*PASSAGE TO READ:*
....

Recent Changes to Arizona's New LLC Law
[Note: This is part 2 of series of articles regarding changes to Arizona's Limited Liability Company Law]
The RULLCA offered many improvements and clarifications to the Old Act, and the New Act retains the language of RULLCA as much as possible. Despite that, there are a number of areas in which the drafting committee of the New Act determined that Arizona’s existing law and procedures should be retained, and those sections of the Old Act were changed minimally, if at all.
SUBJECTS FOR WHICH EXISTING ARIZONA LAW HAS BEEN RETAINED
The language in the New Act dealing with LLC formation and filings to be made by them is essentially unchanged. For example, the document forming an LLC is still called the Articles of Organization. It must still state whether the company is manager-managed or member-managed, and it must still list the names and addresses of the managers and certain members. This is the same as in the Old Act.
One notable change under the New Act is that the operational address of the company no longer must be in Arizona, and need not be a street address but can be a post office box (the concept of “known place of business” has been replaced with “principal address”). A.R.S. § 29-3201. The statutory agent in Arizona must still be listed with a street address, however. Whether separate publication is required will depend on the statutory agent’s address, not the company’s address. The remaining provisions relating to executing and filing of documents, as well as penalties for improper or fraudulent filing, are essentially the same in the New Act as in the Old Act. See, e.g., A.R.S. §29-3201 - 29-3206.

....

*INFORMATION SUPPLIED:*
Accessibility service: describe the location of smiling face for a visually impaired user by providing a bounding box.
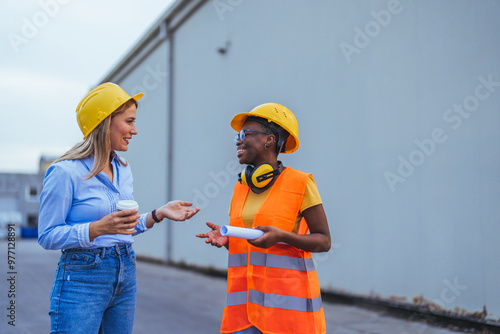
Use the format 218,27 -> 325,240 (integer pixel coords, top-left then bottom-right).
109,103 -> 137,152
236,121 -> 272,166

....

*PROBLEM TO WORK ON:* Can you repeat the part of the article on Arizona's LLC law that begins at the words "SUBJECTS FOR WHICH" and stops after "same as in the Old Act.", swapping "Articles of Organization" for "Certificate of Formation"?

*CORRECT OUTPUT:*
SUBJECTS FOR WHICH EXISTING ARIZONA LAW HAS BEEN RETAINED
The language in the New Act dealing with LLC formation and filings to be made by them is essentially unchanged. For example, the document forming an LLC is still called the Certificate of Formation. It must still state whether the company is manager-managed or member-managed, and it must still list the names and addresses of the managers and certain members. This is the same as in the Old Act.